> What to do: Omit every picture, then return the listing verbatim.

> Data listing:
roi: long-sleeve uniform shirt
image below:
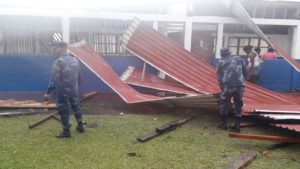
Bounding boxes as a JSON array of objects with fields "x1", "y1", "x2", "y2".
[
  {"x1": 47, "y1": 53, "x2": 81, "y2": 97},
  {"x1": 216, "y1": 55, "x2": 248, "y2": 117},
  {"x1": 216, "y1": 55, "x2": 248, "y2": 88}
]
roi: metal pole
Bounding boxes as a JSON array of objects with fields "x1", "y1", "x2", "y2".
[{"x1": 141, "y1": 62, "x2": 146, "y2": 82}]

> Exercise result:
roi: long-sleeve uniform shirt
image below:
Bounding boxes as a JSON array of objects with fields "x1", "y1", "x2", "y2".
[
  {"x1": 47, "y1": 53, "x2": 81, "y2": 97},
  {"x1": 216, "y1": 55, "x2": 248, "y2": 117},
  {"x1": 216, "y1": 55, "x2": 248, "y2": 88}
]
roi: metal pole
Bounding boxes as a JSON array of objects with fields "x1", "y1", "x2", "y2".
[{"x1": 141, "y1": 62, "x2": 146, "y2": 82}]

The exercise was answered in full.